Tareas pendientes:
[1] Transcribe del fragmento sobre la música popular argentina el tramo que va desde "En el verano" hasta "de la década.".
[2] Según el fragmento sobre la música popular argentina, ¿por qué se le dio a Ramón Bautista Ortega la imagen del Changuito cañero? Responde en una a tres oraciones.

Fragmento:
# # # # # # #

Una década de música popular argentina
1963-1973
música popular argentina

En el verano de 1964, cuando Chico Novarro (o Mike Lerman, como se prefiera) hace explotar sobre la Argentina y el Uruguay su obsesivo El orangután y la orangutana, acompañándose con sacudidas epilépticas, todo un movimiento musical adquiere simbología exacta. Y La nena Juana fue también un anticipo de lo que estaba por venir en el terreno de la creación complaciente. Los argentinos no pudieron gratificar, una vez más, su masoquismo, porque los primates atacaban a todo el orbe, en una escalada cuyo eje iba de Londres a Nueva York. Un periodista llamó El triunfo de los orangutanes a esta tendencia que marca a fuego el comienzo de la década.
Algunas pistas apuntan —tras antecedentes varios, entre ellos, acaso, El club de los discómanos, por radio, en 1956, y la presencia de Baby Bell, en 1958— a Ben Molar como responsable del movimiento "nuevaolero" en el país, a partir, en aquel mismo año de 1956, de su lanzamiento de Elder Barber y el Canario triste. La misma experimentada fuente aduce que el cantor de tangos Alberto Castillo, con su gesticulación brotada de la barra de la esquina, asienta las bases de lo que, mucho después, sería el estilo del Club del Clan. Hay, sin embargo, un precursor convicto y confeso, y rechazado, y prestamente olvidado: Billy Caffaro, con su barba pionera, furor discográfico de entonces, hoy dedicado a la atención de un taller mecánico.
Ben Molar insiste en ser el padre de la criatura. "Voy a decir la verdad, lo que nunca dije", anuncia a Panorama, y espeta: "En 1960, cuando llega al país el productor Ricardo Mejía, ya con mi amigo, el periodista Bucchieri, vendía yo libros de canciones como el pan. El recién llegado se incorporó a RCA, le propuse grabar 12 éxitos mundiales que seleccioné especialmente y le sugerí, inclusive, e] nombre de algunos muchachos que podían emular a Elvis Presley, o Paul Anka. El aceptó, yo hice la versión castellana de los hits y de ahí arranca todo". A mediados de 1962, en el Canal 11, Ritmo y juventud y La cantina de la guardia nueva, pasaban casi inadvertidos. Pero el peso potencial de un éxito que todo auguraba como seguro, une los esfuerzos de Ricardo Mejía, el periodista-asesor Leo Vanés y el libretista Quique Atuel. En noviembre de aquel año nace El Club del Clan en el Canal 9, que otorga nueva fachada a los pupilos con que ya contaban los promotores.

LA SUERTE ESTA ECHADA. La metamorfosis comienza con la ignota Ana María Adinolfi, que se trasforma en Violeta Rivas. A los 18 años, Alberto Felipe Soria, un rubiecito bien parecido, se enfunda en abigarrados pulóveres y es Johny (con una sola ene) Tedesco. Raúl Peralta abandona la orquesta de Héctor Varela y se convierte, a los 25 años, en Raúl Lavié. Chico Novarro (el más dotado musicalmente, lo que no es mucho decir) es, ya se dijo, Mike Lerman, o viceversa. Después, con el amparo de Diño Ramos, primero, y Leo Vanés, luego, se cuenta con Ramón Bautista Ortega a quien el segundo bautiza Palito. "Para fotografiarlo —memora el periodista—, tenía que hacerle pronunciar en inglés la palabra cheese, queso, y ni aun así salía' sonriente. Entonces le dimos una imagen acorde con su gesto adusto". Este fue el origen del Changuito cañero, oficio con el que Ortega sólo está emparentado a través de una canción.

# # # # # # #

Datos proporcionados:

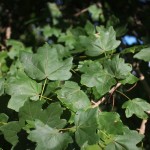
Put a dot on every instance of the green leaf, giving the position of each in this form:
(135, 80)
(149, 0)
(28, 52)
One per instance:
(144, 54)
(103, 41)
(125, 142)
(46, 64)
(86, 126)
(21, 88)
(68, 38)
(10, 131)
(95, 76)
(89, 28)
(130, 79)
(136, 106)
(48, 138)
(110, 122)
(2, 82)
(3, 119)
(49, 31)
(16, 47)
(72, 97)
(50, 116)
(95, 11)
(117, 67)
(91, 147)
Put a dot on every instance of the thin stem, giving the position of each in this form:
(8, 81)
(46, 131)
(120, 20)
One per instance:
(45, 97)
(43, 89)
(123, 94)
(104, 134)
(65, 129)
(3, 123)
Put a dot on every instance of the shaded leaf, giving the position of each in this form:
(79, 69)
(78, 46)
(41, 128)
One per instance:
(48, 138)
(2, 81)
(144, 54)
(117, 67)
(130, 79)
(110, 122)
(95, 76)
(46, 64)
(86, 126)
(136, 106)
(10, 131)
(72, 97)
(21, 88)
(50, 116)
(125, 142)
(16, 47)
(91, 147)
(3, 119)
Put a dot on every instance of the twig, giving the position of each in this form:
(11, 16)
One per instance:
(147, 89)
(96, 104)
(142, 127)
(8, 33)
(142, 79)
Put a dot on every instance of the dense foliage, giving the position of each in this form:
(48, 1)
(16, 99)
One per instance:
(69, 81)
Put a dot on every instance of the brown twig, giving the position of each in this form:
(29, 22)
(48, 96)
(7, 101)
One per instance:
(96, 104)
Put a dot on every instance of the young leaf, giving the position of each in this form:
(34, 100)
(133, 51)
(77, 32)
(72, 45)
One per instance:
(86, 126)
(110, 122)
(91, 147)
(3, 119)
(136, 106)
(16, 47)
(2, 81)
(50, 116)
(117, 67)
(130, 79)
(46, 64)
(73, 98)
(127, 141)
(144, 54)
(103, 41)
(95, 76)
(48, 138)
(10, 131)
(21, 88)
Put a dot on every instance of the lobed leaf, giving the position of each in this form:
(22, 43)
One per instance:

# # # # # # #

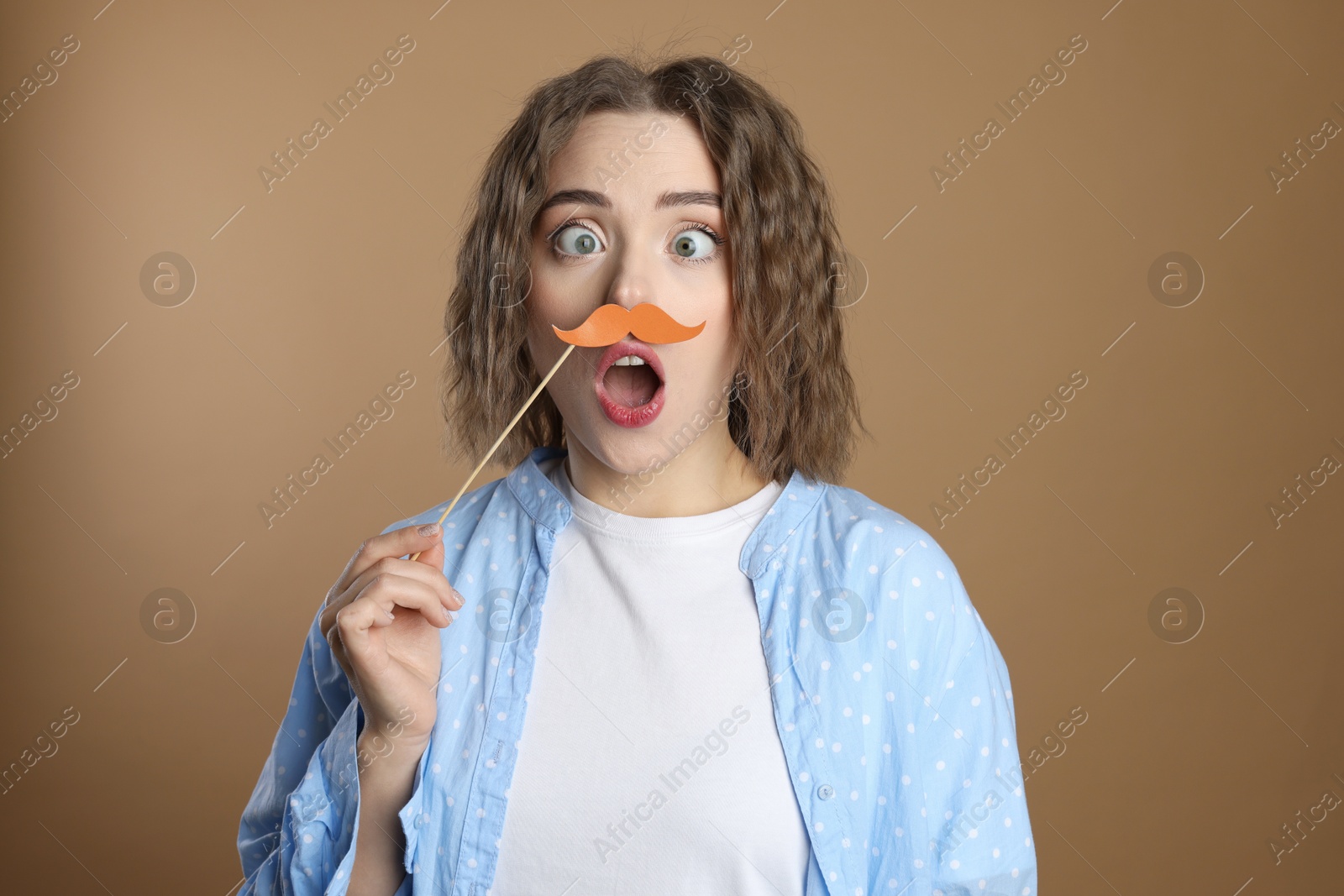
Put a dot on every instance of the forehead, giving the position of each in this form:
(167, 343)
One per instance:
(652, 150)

# # # # # # #

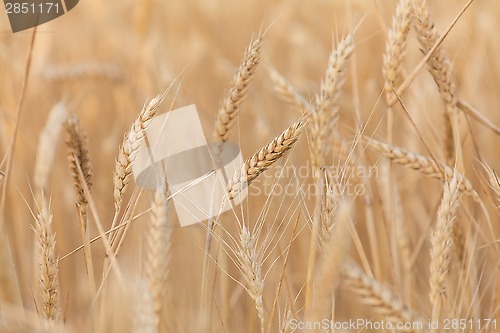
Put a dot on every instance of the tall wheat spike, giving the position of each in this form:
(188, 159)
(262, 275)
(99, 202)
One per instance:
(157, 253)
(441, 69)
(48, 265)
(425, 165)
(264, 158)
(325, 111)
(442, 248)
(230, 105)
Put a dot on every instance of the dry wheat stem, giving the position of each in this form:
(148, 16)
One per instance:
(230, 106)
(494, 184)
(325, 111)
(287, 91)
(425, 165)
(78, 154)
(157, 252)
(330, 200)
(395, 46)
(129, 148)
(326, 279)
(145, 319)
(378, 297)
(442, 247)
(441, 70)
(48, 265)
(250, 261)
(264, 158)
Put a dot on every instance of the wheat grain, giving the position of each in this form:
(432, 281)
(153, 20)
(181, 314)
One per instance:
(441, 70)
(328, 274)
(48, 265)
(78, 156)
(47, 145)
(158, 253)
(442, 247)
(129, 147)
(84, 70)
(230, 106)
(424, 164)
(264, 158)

# # # # # # #

Respuestas:
[1]
En el verano de 1964, cuando Chico Novarro (o Mike Lerman, como se prefiera) hace explotar sobre la Argentina y el Uruguay su obsesivo El orangután y la orangutana, acompañándose con sacudidas epilépticas, todo un movimiento musical adquiere simbología exacta. Y La nena Juana fue también un anticipo de lo que estaba por venir en el terreno de la creación complaciente. Los argentinos no pudieron gratificar, una vez más, su masoquismo, porque los primates atacaban a todo el orbe, en una escalada cuyo eje iba de Londres a Nueva York. Un periodista llamó El triunfo de los orangutanes a esta tendencia que marca a fuego el comienzo de la década.

[2] Al fotografiarlo no salía sonriente, ni siquiera cuando le hacían pronunciar en inglés la palabra cheese. Por eso le dieron una imagen acorde con su gesto adusto, y ese fue el origen del Changuito cañero.